--- START ---

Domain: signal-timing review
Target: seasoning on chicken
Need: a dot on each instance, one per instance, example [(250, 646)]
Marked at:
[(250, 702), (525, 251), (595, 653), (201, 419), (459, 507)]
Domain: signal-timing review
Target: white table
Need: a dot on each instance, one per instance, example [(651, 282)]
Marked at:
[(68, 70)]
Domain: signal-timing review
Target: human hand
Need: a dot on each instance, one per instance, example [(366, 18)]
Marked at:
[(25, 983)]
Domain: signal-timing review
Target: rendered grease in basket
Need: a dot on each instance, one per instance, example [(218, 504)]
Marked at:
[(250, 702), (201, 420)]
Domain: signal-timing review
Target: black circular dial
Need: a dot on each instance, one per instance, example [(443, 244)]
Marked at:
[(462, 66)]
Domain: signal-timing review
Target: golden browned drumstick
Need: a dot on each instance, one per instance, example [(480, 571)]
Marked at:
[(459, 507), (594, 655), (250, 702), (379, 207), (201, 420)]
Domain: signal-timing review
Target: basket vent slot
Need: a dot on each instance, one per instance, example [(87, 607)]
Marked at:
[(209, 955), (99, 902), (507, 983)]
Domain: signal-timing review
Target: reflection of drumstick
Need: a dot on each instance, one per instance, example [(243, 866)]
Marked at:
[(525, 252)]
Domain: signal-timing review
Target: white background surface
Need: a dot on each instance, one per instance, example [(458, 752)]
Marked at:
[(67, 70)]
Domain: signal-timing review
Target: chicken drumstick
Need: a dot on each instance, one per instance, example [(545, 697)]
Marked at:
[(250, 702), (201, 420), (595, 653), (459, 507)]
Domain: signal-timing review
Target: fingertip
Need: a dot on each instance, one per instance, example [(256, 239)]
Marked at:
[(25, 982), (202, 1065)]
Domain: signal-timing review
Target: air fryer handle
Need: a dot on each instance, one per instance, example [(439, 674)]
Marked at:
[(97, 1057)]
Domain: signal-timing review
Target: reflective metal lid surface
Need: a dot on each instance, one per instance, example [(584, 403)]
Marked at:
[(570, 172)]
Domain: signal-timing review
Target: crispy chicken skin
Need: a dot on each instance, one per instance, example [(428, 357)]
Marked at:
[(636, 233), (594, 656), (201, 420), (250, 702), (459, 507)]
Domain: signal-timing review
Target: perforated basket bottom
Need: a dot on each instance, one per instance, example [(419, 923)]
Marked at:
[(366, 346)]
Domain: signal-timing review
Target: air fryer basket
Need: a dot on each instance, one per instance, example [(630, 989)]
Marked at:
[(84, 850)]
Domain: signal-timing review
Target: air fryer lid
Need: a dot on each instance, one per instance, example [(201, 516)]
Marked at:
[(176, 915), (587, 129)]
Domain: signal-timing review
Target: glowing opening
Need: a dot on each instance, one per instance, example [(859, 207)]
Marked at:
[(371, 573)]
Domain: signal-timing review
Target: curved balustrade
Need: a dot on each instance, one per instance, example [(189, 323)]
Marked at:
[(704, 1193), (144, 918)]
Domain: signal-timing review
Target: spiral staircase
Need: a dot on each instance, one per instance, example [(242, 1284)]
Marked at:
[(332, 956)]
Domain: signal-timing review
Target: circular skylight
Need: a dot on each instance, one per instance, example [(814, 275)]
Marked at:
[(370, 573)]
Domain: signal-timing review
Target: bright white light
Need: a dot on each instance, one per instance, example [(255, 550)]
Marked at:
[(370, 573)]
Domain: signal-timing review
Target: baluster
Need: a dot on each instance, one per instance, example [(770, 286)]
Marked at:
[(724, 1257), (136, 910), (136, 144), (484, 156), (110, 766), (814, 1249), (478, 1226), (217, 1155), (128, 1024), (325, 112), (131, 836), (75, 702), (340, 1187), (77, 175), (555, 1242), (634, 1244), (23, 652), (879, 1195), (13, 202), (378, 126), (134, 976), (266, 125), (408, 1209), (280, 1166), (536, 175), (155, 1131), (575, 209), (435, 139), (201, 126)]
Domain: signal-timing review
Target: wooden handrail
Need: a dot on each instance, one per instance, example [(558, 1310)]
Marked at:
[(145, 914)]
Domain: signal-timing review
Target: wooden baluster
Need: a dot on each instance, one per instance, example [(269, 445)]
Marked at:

--- END ---

GIVEN INSTRUCTION
Each line must be given again exactly as written above.

ANSWER TO THE PROBLEM
Domain: signal-timing review
Target: seasoning on chicken
Need: a dot on each instance, one per instance, example [(250, 646)]
Marked at:
[(250, 702), (525, 251), (595, 653), (201, 419), (459, 507)]
Domain: signal-timing review
Target: white table
Need: a dot on each instance, one per instance, example [(651, 282)]
Marked at:
[(68, 70)]
Domain: signal-timing review
Target: human hand
Need: a dot on each instance, one per instance, example [(366, 18)]
Marked at:
[(25, 983)]
Domain: signal-timing review
Target: rendered grease in basket
Need: a dot on each instance, one per instance, example [(218, 504)]
Marked at:
[(250, 702), (201, 420)]
Domain: signal-timing review
Target: black circular dial
Need: a dot on each instance, one per instance, example [(443, 244)]
Marked at:
[(462, 66)]
Domain: signal-timing review
Target: golden browned drumstick
Need: a dot on each instance, one per instance, example [(480, 571)]
Marked at:
[(459, 507), (594, 655), (250, 702), (379, 207), (201, 420)]
Domain: signal-timing review
Target: basket vent slot
Need: a dot on each instance, one per instance, example [(87, 607)]
Marked at:
[(209, 955), (99, 902), (507, 983)]
Domain: signal-timing review
Target: reflection of drumstick
Need: a dot on each instance, one per instance, example [(243, 866)]
Marked at:
[(525, 252)]
Domain: signal-timing review
Target: white background surface
Need: a dot on each instance, one per instance, example [(458, 752)]
Marked at:
[(67, 70)]
Domain: signal-timing review
Target: chicken drumstick
Need: a dot on each instance, one per instance, example [(545, 697)]
Marked at:
[(250, 702), (201, 420), (595, 653), (459, 507)]
Domain: signal-timing review
Target: fingertip
Need: a dot on each instance, one per instance, example [(256, 239)]
Marked at:
[(25, 982), (202, 1065)]
Domain: signal-timing review
Target: air fryer handle
Need: a dot on each instance, one per instance, example [(439, 674)]
Marked at:
[(97, 1057)]
Domain: signal-timing review
Target: reflective metal lid surface
Need: a dot on each instance, one per instance, example [(584, 403)]
Marked at:
[(570, 172)]
Domain: signal-timing review
Target: crispy chicken skin
Need: a dot on each instance, one per instance, example [(428, 357)]
Marked at:
[(636, 233), (594, 656), (201, 420), (250, 702), (459, 507)]
Domain: signal-timing review
Target: perforated basket bottom
Need: a dot on each instance, one per instance, example [(419, 923)]
Marked at:
[(366, 346)]
Domain: signal-timing review
Target: air fryer basket
Need: a dot on each instance, one per instance, example [(630, 989)]
Marked at:
[(84, 850)]
Domain: signal-timing review
Target: air fryer lid
Need: a dot on each instance, one per instance, example [(201, 516)]
Marked at:
[(176, 915), (587, 129)]
Domain: signal-timing review
Target: glowing opening
Need: a dot on each instance, one per instance, example [(859, 207)]
Marked at:
[(371, 573)]
Domain: signal-timing review
Target: curved balustrade
Need: a dot on each instance, one per instance, example [(189, 323)]
Marked at:
[(704, 1193), (144, 918)]
Domain: signal-timing review
Target: spiral staircase
Need: a dot on each instance, one per instance, example [(242, 1284)]
Marked at:
[(332, 956)]
Domain: signal-timing review
Target: circular skylight
Need: a dot on each instance, one per instance, example [(814, 275)]
Marked at:
[(370, 573)]
Domain: signal-timing review
Target: bright white light
Need: a dot on each instance, one per instance, example [(255, 550)]
Marked at:
[(370, 573)]
Domain: signal-timing review
Target: baluster
Need: a dot on each instance, one per instance, example [(770, 286)]
Marked at:
[(724, 1257), (136, 910), (136, 144), (484, 156), (110, 766), (814, 1249), (478, 1226), (217, 1155), (128, 1024), (325, 112), (131, 836), (75, 702), (340, 1187), (77, 175), (555, 1242), (634, 1244), (23, 652), (879, 1195), (13, 202), (378, 126), (134, 976), (266, 125), (408, 1209), (280, 1166), (536, 175), (155, 1131), (575, 209), (435, 139), (201, 126)]
Domain: signal-timing review
Target: wooden handrail
Need: a dot on each instance, one per instance, example [(558, 1310)]
Marked at:
[(145, 914)]
Domain: signal-timing review
Target: wooden baluster
Need: a dot on each instance, one per instance, example [(269, 445)]
Marked at:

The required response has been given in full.